Task description – Beginning with the line that has "the red chest", please write out each remaining line of the listing below, word for word.

Entries supplied –
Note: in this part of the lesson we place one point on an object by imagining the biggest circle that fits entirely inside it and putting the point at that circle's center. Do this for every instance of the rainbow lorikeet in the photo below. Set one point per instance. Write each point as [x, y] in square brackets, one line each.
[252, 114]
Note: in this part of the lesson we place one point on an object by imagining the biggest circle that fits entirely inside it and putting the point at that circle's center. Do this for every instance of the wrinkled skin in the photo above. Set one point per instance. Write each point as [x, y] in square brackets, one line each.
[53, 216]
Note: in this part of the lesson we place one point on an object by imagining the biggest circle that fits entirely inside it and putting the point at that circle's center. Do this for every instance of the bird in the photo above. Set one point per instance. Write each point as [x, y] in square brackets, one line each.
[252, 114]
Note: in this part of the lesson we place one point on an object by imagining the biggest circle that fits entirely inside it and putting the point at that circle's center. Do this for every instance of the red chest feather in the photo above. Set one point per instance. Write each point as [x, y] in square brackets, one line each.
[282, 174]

Output for this task –
Note: in this part of the lesson we place one point on an object by imagining the biggest circle that fits entirely inside it and putting the point at that circle's center. Do this for every instance of the red chest feather in the photo above. Set one point per instance. Write each point as [x, y] in square brackets, one line each.
[282, 174]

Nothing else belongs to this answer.